WHAT TO WORK ON:
Reproduce every one of the records below word for word, leaving nothing out.

# # # # #

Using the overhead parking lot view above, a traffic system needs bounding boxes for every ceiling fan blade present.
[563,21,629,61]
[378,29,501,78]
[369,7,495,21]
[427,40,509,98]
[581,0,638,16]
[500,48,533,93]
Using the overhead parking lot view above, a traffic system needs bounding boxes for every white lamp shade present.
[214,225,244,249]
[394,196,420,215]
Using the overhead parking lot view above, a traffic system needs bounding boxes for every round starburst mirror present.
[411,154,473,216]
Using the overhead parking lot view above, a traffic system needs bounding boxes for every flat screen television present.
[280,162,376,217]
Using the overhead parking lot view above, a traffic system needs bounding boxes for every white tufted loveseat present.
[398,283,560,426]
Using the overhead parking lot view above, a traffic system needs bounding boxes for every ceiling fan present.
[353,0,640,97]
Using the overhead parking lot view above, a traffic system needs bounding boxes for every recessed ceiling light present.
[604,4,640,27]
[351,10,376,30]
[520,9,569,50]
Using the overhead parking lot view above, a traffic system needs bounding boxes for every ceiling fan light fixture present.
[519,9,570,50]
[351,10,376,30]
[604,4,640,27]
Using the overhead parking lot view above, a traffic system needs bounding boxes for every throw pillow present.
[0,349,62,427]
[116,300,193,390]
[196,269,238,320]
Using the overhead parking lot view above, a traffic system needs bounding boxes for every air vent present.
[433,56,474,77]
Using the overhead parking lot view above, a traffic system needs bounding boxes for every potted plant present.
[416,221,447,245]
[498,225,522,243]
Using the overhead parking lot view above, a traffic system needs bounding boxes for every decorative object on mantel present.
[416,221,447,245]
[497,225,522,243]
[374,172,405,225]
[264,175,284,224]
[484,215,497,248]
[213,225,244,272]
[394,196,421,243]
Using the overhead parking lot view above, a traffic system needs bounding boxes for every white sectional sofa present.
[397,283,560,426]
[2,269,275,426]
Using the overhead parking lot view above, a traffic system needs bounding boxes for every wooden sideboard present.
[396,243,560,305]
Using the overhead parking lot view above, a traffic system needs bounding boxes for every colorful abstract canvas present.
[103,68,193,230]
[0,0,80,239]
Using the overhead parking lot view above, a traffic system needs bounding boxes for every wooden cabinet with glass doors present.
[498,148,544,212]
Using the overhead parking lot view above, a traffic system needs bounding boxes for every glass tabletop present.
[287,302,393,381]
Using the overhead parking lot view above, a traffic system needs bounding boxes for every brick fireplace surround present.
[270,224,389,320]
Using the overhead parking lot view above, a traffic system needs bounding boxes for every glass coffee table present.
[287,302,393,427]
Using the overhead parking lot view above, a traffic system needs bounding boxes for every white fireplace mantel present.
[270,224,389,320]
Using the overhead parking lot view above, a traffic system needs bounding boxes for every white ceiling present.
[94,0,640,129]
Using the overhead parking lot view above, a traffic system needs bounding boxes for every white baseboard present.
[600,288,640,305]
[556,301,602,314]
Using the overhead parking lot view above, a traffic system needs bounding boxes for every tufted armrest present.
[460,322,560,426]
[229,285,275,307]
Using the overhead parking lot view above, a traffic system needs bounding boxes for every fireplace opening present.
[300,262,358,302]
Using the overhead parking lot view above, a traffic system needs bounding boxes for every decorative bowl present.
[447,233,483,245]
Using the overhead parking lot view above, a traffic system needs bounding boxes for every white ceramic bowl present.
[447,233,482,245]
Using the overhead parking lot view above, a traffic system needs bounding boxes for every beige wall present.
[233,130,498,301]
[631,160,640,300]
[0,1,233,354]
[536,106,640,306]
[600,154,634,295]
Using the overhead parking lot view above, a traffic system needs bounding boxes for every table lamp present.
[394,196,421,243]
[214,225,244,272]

# # # # #

TASK RESPONSE:
Using the overhead parking lot view above, a traffic system needs bounding boxes for every ceiling fan blade present.
[563,21,629,61]
[378,29,501,78]
[369,7,495,21]
[427,40,509,98]
[581,0,638,16]
[500,48,533,93]
Using the overhead parking lot view above, a traffic system needs bounding boxes for every white lamp shade present.
[214,225,244,249]
[394,196,420,215]
Using the overhead parking lot view above, a traffic system needs bounding boxes for every round starburst mirror present.
[411,154,473,216]
Using the overhead parking lot view above, a traffic system needs bounding boxes for every flat screen television present.
[280,162,376,217]
Using the overhead parking lot view above, a traffic system needs bounding boxes for every white tufted loveseat present.
[398,283,560,426]
Using the overhead parking lot view above, a traffic system needs bounding boxes for every ceiling fan present.
[353,0,640,97]
Using the overhead parking lot view above, a traffic system needs bounding boxes for every recessed ceiling light present.
[604,4,640,27]
[351,10,376,30]
[520,9,569,50]
Using the overhead parking lot view above, a traffic system needs bounding boxes for every ceiling fan light fixture present.
[519,9,570,50]
[351,10,376,30]
[604,4,640,27]
Using the overhead parking lot view above, a traffic system needs bounding boxes for every throw pillow present.
[0,349,62,427]
[116,300,193,390]
[196,269,238,320]
Using the overhead parking lot view above, a traffic system needs bounding boxes for every air vent present.
[433,56,474,77]
Using the overhead parking lot view above, a traffic system needs bounding boxes for every potted plant present.
[416,221,447,245]
[498,225,522,243]
Using the overhead parking lot view above, a traffic system needs bounding boxes for every decorative object on mantel present.
[416,221,447,245]
[497,225,522,243]
[374,172,405,225]
[264,175,284,224]
[484,215,497,248]
[213,225,244,272]
[394,196,421,243]
Using the overhead parking lot view above, a traffic system needs bounding boxes for every white sectional sofa present.
[397,283,560,426]
[2,269,275,426]
Using the overhead parking lot view above, a traffic system needs bounding boxes for every wooden sideboard present.
[396,243,560,305]
Using the overhead parking lot view above, a traffic system needs bounding boxes for every colorful abstract canvas present.
[103,68,193,230]
[0,0,80,239]
Using the overhead parking lot view above, a traffic system needs bounding boxes for every wooden cabinet with glass doors present.
[498,148,544,212]
Using the overhead parking lot view above, a traffic system needs bounding boxes for every glass tabletop present.
[287,302,393,381]
Using the overhead parking lot view above, a traffic system needs bounding boxes for every brick fireplace surround present.
[270,224,389,320]
Using the overhead parking lot view above, a traffic system needs bounding boxes for every glass coffee table present.
[287,302,393,427]
Using the overhead parking lot view above, a traffic system needs bounding boxes for every white fireplace mantel present.
[270,224,389,320]
Using the overhead parking lot view above, a traffic system needs bounding boxes for every white ceiling present.
[94,0,640,129]
Using the overhead parking lot view above, a traffic system needs bounding boxes for every white baseboard present.
[600,288,640,305]
[556,301,602,314]
Using the overhead parking lot view above, a traffic system needs bounding boxes for every tufted armrest present.
[460,322,560,426]
[229,285,275,307]
Using the overhead parking lot view above, a traffic system needs bounding boxes for every fireplace opening present.
[300,262,358,302]
Using the overhead parking lot view above, a traffic system needs bounding boxes for every decorative bowl present.
[447,233,483,245]
Using the overhead parking lot view above, a traffic system needs bounding boxes for every white ceramic bowl present.
[447,233,482,245]
Using the overhead parking lot view above, a traffic system needs bounding boxes for every beige wall present.
[233,130,498,301]
[631,160,640,300]
[0,1,233,354]
[536,106,640,306]
[600,154,634,295]
Using the overhead parking lot view above, a traffic system needs bounding boxes for every table lamp present.
[394,196,421,243]
[214,225,244,272]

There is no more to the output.